## Instructions for the task
How many lines in the data hold the string "surface"? State the number alone.
.....
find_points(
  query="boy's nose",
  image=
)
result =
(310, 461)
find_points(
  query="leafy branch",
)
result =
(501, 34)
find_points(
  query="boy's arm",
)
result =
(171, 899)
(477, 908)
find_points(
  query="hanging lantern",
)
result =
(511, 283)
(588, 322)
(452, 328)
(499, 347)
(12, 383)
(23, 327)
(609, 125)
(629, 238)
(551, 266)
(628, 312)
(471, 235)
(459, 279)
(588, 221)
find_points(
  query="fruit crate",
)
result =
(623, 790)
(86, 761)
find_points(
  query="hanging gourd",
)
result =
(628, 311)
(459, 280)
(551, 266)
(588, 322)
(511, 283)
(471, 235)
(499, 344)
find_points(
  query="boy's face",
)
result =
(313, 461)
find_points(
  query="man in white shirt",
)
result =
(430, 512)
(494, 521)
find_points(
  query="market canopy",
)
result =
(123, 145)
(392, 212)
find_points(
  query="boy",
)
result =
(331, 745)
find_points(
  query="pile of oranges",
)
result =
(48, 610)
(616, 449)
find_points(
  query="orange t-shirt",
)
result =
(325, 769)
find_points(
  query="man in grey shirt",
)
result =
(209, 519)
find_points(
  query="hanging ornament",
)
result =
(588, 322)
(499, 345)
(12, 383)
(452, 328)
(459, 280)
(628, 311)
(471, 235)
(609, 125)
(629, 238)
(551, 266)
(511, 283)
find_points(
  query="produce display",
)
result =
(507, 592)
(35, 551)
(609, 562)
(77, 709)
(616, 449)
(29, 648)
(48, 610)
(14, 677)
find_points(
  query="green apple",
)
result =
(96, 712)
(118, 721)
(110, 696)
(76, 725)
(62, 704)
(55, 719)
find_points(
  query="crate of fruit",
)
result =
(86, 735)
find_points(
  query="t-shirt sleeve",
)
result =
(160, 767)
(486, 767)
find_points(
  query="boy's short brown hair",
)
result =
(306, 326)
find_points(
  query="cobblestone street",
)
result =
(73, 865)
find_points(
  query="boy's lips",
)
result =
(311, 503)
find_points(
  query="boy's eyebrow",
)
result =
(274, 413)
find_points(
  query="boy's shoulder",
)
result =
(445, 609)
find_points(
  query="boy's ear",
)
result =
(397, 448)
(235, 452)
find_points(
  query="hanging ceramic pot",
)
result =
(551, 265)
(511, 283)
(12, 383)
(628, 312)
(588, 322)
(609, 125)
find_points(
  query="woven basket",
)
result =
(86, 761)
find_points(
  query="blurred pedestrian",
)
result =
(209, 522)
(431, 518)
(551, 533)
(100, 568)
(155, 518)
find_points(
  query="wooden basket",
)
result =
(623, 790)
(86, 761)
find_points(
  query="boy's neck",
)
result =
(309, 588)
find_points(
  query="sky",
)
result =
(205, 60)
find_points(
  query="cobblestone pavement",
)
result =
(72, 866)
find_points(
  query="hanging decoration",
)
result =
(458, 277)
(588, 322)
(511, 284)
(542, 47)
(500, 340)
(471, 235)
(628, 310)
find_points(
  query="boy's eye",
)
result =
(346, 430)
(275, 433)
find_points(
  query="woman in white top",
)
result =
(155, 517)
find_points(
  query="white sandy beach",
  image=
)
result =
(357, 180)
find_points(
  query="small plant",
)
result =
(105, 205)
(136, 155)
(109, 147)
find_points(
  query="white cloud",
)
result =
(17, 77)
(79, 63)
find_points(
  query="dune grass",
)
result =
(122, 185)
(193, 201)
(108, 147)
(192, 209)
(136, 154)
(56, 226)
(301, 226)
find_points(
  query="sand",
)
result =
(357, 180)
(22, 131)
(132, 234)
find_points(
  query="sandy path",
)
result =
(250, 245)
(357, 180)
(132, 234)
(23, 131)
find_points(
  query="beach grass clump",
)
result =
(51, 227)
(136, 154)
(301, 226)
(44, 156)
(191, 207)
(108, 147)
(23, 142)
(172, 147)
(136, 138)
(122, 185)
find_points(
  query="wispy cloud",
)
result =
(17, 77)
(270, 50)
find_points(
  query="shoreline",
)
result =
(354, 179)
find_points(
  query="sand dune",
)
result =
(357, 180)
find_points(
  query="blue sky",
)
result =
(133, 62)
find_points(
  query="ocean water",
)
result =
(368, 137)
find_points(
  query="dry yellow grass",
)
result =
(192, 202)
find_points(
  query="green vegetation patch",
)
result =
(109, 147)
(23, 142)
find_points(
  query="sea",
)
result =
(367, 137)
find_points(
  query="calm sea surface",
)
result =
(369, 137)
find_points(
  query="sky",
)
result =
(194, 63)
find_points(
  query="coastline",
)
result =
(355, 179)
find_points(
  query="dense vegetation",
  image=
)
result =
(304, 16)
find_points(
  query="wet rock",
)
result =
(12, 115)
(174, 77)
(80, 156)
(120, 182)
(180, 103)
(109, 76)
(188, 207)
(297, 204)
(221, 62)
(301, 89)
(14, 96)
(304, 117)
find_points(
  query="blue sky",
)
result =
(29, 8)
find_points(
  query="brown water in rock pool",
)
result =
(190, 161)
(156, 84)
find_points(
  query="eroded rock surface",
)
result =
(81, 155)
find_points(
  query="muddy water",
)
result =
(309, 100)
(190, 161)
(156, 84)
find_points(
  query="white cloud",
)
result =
.....
## Output
2